# TASKS FOR THIS EXERCISE
- 1) Answer these questions about the seminar announcement:
(a) In which room and building is the seminar held?
(b) Who is the PhD supervisor?
(c) Which defoliator does the thesis topic name as a threat to white spruce?
- 2) Extract the passage of the seminar announcement from "Aziz Ullah |" to "public to attend.", copying it without changes.

──────── SOURCE EXTRACT ────────

Aziz Ullah | ALES Graduate Seminar

Date(s) - 26/06/2023
9:00 am - 10:00 am
4-42 Earth Sciences Building, University of Alberta, Edmonton AB

Event details: A graduate exam seminar is a presentation of the student’s final research project for their degree.
This is an ALES PhD Final Exam Seminar by Aziz Ullah. This seminar is open to the general public to attend.

Zoom Link:

PhD with Dr. Nadir Erbilgin.

Thesis Topic: Understanding the Role of Secondary Metabolites and Endophytic Fungi in White Spruce Defenses Against Eastern Spruce Budworm


As a boreal tree species, white spruce (Picea glauca Moench Voss) is under a constant threat by outbreaks of defoliators (foliar feeders) including eastern spruce budworm (Choristoneura fumiferana). Historically, applications of biological insecticides and silvicultural tactics have been used to improve white spruce resistance or tolerance against the eastern spruce budworm. More recently, variations in chemical defenses, such as monoterpenes or phenolics, and fungal endophytes of white spruce have received a particular attention in forestry due to their potential roles in herbivory resistance. However, how such variations in white spruce defenses affect insect herbivores is largely unknown.

──────── SUPPLIED ENTRIES ────────

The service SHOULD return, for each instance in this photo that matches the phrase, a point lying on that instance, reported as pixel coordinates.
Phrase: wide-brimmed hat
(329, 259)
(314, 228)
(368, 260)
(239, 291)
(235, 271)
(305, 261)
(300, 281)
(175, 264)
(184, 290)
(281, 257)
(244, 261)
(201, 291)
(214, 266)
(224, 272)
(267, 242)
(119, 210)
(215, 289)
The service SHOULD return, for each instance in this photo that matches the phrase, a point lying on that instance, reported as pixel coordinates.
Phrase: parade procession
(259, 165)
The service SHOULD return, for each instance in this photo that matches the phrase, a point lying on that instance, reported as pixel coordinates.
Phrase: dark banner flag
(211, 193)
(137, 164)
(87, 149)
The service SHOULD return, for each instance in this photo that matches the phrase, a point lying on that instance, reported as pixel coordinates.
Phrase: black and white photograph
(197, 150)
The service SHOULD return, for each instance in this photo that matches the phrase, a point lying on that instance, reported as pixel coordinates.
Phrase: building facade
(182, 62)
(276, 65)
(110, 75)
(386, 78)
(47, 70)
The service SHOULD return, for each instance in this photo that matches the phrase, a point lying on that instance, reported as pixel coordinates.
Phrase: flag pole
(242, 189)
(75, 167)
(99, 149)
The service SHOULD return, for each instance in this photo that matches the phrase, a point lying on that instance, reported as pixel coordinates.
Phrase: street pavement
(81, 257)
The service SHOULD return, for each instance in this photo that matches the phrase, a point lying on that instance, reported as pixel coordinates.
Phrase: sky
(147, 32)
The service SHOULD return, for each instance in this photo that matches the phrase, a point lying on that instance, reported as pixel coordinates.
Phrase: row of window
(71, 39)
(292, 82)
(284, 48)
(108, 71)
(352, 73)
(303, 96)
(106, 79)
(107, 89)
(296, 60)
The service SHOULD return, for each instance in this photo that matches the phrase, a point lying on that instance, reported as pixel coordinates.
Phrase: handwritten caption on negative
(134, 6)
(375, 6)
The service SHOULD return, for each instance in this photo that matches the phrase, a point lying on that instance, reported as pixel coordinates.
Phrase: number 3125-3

────────

# WRITTEN ANSWERS
- 1)
(a) 4-42 Earth Sciences Building, University of Alberta, Edmonton AB
(b) Dr. Nadir Erbilgin
(c) Eastern spruce budworm (Choristoneura fumiferana)

- 2)
Aziz Ullah | ALES Graduate Seminar

Date(s) - 26/06/2023
9:00 am - 10:00 am
4-42 Earth Sciences Building, University of Alberta, Edmonton AB

Event details: A graduate exam seminar is a presentation of the student’s final research project for their degree.
This is an ALES PhD Final Exam Seminar by Aziz Ullah. This seminar is open to the general public to attend.